Instructions to follow → Convert the material from the line containing "(56,75) (no space after the comma)." through the end of the material into a Markdown table with the columns Row and Line, leaving out blank lines.
● ● ● ● ● ● ●
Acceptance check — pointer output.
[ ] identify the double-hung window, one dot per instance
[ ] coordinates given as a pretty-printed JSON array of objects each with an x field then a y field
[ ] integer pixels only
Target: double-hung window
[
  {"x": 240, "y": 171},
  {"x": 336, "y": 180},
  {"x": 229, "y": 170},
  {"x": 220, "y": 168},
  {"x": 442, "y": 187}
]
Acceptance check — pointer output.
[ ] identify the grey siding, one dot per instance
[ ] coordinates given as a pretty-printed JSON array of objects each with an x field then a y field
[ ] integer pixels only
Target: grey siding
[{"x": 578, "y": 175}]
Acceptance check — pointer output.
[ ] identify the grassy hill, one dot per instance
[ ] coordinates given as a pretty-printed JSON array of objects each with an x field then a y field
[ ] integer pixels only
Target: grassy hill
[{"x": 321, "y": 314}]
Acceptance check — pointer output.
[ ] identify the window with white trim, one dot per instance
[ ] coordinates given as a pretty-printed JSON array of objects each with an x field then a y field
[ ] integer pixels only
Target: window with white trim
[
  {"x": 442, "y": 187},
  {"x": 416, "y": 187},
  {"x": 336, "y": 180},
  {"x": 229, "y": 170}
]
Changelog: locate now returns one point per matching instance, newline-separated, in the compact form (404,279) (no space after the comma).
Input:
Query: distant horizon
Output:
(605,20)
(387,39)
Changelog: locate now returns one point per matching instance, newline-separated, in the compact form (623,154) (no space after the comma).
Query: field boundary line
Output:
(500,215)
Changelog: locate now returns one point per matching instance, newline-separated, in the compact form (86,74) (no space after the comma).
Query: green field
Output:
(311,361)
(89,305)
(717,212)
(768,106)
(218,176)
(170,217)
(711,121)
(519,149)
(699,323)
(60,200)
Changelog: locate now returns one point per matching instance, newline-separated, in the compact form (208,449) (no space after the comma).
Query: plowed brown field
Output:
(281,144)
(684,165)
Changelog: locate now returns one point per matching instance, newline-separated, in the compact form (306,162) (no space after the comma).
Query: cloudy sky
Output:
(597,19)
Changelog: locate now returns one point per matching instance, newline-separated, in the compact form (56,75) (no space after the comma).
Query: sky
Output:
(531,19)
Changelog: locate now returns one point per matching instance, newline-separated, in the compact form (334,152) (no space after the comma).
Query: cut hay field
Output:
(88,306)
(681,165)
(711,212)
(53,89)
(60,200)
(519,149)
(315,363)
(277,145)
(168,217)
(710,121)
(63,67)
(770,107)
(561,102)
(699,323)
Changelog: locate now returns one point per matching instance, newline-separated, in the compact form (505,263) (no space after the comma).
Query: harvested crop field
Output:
● ● ● ● ● ● ●
Written solution →
| Row | Line |
|---|---|
| 1 | Changelog: locate now returns one point per matching instance, newline-separated, in the compact form (56,75) (no space after the comma). |
| 2 | Query: sky |
| 3 | Output: |
| 4 | (531,19) |
| 5 | Changelog: locate now returns one point per matching instance, newline-separated, in the compact form (334,152) (no space after the comma). |
| 6 | Query: cut hay field |
| 7 | Output: |
| 8 | (88,306) |
| 9 | (681,165) |
| 10 | (711,212) |
| 11 | (53,89) |
| 12 | (60,200) |
| 13 | (519,149) |
| 14 | (315,363) |
| 15 | (277,145) |
| 16 | (168,217) |
| 17 | (710,121) |
| 18 | (63,67) |
| 19 | (770,107) |
| 20 | (561,102) |
| 21 | (699,323) |
| 22 | Changelog: locate now returns one point per matching instance, newline-separated, in the compact form (505,263) (no space after the comma). |
| 23 | Query: harvested crop field |
| 24 | Output: |